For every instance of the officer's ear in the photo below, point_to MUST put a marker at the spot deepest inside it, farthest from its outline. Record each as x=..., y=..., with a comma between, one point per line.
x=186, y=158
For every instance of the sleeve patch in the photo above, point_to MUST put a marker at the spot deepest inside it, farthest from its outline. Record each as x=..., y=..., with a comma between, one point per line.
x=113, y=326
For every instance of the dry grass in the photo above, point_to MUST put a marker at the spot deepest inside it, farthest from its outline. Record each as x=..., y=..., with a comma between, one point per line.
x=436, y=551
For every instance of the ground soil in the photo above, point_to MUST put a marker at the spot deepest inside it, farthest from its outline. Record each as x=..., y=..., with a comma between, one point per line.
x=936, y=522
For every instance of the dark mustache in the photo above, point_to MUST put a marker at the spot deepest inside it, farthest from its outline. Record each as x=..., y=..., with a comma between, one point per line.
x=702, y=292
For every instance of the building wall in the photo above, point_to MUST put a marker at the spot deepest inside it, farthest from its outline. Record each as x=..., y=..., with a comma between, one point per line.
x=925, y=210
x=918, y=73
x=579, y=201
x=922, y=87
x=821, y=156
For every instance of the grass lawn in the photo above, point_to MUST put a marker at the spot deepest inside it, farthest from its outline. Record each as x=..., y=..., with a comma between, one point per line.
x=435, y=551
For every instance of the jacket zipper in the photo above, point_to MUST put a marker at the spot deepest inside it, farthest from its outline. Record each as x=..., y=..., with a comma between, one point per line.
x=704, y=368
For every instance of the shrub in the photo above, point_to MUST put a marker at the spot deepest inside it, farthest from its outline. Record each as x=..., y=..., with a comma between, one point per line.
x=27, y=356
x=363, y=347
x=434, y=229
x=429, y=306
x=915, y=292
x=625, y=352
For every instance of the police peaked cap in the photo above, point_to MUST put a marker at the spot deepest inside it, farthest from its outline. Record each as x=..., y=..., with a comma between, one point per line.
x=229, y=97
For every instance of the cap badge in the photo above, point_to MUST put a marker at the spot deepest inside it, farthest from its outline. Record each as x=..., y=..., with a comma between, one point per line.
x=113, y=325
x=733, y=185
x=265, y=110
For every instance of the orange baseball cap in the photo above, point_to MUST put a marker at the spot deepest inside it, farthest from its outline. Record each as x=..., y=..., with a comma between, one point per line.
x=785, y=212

-----

- Required work
Lay out the records above as a two-column CSV with the header row instruction,points and one row per record. Put the record's text and its answer each in a single quoted field, with line breaks replaced by spaces.

- Exercise solution
instruction,points
"For every instance of the officer's ear in the photo below, point_to MUST put a marker at the spot deepest inside it, farthest from its outline. Record each as x=..., y=..., with a comma between, one point per line.","x=186, y=158"
"For every instance of the sleeve patch in the photo above, point_to MUST put a marker at the spot deepest inside it, farthest from its outline. Record each as x=..., y=..., with a comma between, one point per line.","x=113, y=326"
"For every instance of the dry grass in the photo above, point_to MUST put a marker at the spot deepest inside it, farthest from its outline. Record each as x=..., y=..., with a comma between, one point per line.","x=436, y=551"
"For every instance of the ground soil in the photo above, point_to MUST put a marker at the spot deepest inside it, farthest from its outline. Record each as x=..., y=..., with a comma between, one point per line.","x=936, y=522"
"For every instance of the dark mustache in the photo above, point_to MUST put a marker at the spot deepest inside it, farthest from its outline. Record each as x=..., y=..., with a comma between, one point per line.","x=702, y=292"
"For every instance of the building wall in the photo above, point_to MUST put a marker at the spot deepest inside it, farthest from its outline. Record each as x=..., y=..., with a comma between, one point per line.","x=925, y=210 x=918, y=73 x=579, y=201 x=922, y=87 x=821, y=156"
"For every instance of the grass lawn in the photo above, point_to MUST put a marker at the spot deepest inside it, farthest from its outline. Record each as x=..., y=..., with a comma between, one point per line.","x=435, y=551"
"For every instance of the jacket zipper in the photo above, point_to MUST put a marker at the spot deepest inside it, farthest from its outline. Record each as x=..., y=..., with a comma between, one point per line.","x=704, y=368"
"For every instance of the shrub in the photo above, point_to MUST put a marker at the spot deepest inside it, farthest from its outline. Record each as x=..., y=..., with a comma between, one point per line.","x=27, y=356 x=363, y=347 x=434, y=229 x=429, y=306 x=915, y=292 x=625, y=352"
"For every instance of the police peaked cap in the photo above, point_to MUST put a marker at the spot deepest inside it, farthest from its outline. Record each as x=..., y=..., with a comma between, one point per line.","x=229, y=97"
"For every instance of the cap badge in the photo above, point_to MUST put a marker at the spot deepest inside it, farthest from its outline. Record each as x=..., y=..., with a comma between, one point per line.","x=113, y=325 x=733, y=185 x=265, y=110"
"For every instance of the orange baseball cap in the photo above, point_to MUST put a marker at the spot deepest inside it, farthest from its outline. Record each as x=..., y=..., with a comma between, one point per line.","x=785, y=212"